**The exercise**
Change every "Coordinates" in the material below to "Points" and give all the lines again, with nothing else altered.

[Data listing]
*****

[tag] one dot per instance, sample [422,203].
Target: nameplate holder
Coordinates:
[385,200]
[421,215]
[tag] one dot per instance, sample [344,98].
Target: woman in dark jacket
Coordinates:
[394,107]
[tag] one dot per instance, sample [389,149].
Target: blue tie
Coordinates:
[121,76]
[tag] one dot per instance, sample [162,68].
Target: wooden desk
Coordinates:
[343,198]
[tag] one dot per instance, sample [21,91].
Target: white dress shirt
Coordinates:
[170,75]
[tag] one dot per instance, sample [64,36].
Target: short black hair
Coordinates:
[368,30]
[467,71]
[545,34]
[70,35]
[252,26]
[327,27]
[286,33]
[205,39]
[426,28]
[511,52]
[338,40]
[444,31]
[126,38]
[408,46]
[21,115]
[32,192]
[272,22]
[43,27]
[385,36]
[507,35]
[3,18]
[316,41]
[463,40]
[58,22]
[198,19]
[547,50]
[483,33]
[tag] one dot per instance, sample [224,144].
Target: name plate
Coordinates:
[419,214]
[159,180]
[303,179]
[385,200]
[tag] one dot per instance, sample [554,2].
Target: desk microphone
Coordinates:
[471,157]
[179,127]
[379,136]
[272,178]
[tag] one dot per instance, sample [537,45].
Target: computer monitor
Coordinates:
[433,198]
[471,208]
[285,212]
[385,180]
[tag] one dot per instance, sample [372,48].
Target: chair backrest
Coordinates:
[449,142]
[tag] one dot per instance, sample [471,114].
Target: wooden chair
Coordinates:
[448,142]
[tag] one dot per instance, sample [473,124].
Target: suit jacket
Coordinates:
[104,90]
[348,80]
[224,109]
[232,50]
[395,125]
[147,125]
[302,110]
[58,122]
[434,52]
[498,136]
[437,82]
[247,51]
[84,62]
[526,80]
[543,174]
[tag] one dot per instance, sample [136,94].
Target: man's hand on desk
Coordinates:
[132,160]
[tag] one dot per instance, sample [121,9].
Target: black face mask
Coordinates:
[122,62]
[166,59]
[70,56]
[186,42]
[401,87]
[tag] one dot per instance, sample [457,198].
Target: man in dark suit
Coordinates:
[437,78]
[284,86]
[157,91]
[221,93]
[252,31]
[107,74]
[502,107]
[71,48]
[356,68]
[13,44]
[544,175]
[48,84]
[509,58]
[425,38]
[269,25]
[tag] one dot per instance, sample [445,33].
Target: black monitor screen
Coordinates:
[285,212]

*****

**Solution to the problem**
[tag] one dot per instance, sample [422,203].
Target: nameplate holder
Points:
[385,200]
[421,215]
[tag] one dot per instance, sample [344,98].
Target: woman in dark jacket
Points:
[394,107]
[tag] one dot per instance, sample [389,149].
Target: blue tie
Points:
[121,76]
[tag] one dot per instance, sample [162,68].
Target: wooden desk
Points:
[343,198]
[tag] one dot per instance, sample [21,91].
Target: white dress shirt
Points:
[170,75]
[tag] one dot per instance, sample [64,36].
Target: short black hair
Points:
[368,30]
[467,71]
[545,34]
[70,35]
[252,26]
[327,27]
[286,33]
[205,39]
[426,28]
[511,52]
[338,40]
[444,31]
[126,38]
[408,46]
[21,115]
[32,192]
[272,22]
[43,27]
[385,36]
[507,35]
[3,18]
[316,41]
[463,40]
[58,22]
[198,19]
[547,50]
[483,33]
[tag] one dot per instance, sample [224,144].
Target: name plate
Points:
[419,214]
[159,180]
[303,179]
[385,200]
[tag] one dot per instance, sample [554,2].
Target: desk microphone
Points:
[471,157]
[179,127]
[379,136]
[272,178]
[tag] one dot per instance, sample [537,45].
Target: computer monitor
Points:
[433,198]
[471,208]
[285,212]
[385,180]
[tag] one dot per instance, sample [372,48].
Target: chair backrest
Points:
[449,142]
[tag] one dot per instance, sample [471,114].
Target: wooden chair
Points:
[448,142]
[tag] one dot per instance, sample [473,124].
Target: suit jacket
Points:
[104,90]
[348,80]
[224,109]
[232,50]
[395,125]
[147,125]
[302,110]
[58,122]
[434,52]
[498,136]
[437,82]
[247,51]
[84,62]
[526,80]
[543,174]
[tag] one dot per instance, sample [136,94].
Target: man's hand on desk
Points:
[132,160]
[tag] one dot per instance, sample [121,9].
Target: black face mask
Points:
[122,62]
[166,59]
[70,56]
[186,42]
[401,87]
[tag] one dot per instance, sample [457,198].
Target: man in dark suit
Points:
[437,78]
[284,86]
[157,91]
[221,93]
[252,31]
[107,74]
[502,107]
[71,48]
[356,68]
[13,44]
[544,175]
[48,84]
[509,58]
[425,38]
[269,25]
[tag] one dot per instance, sample [445,33].
Target: black monitor screen
Points:
[285,212]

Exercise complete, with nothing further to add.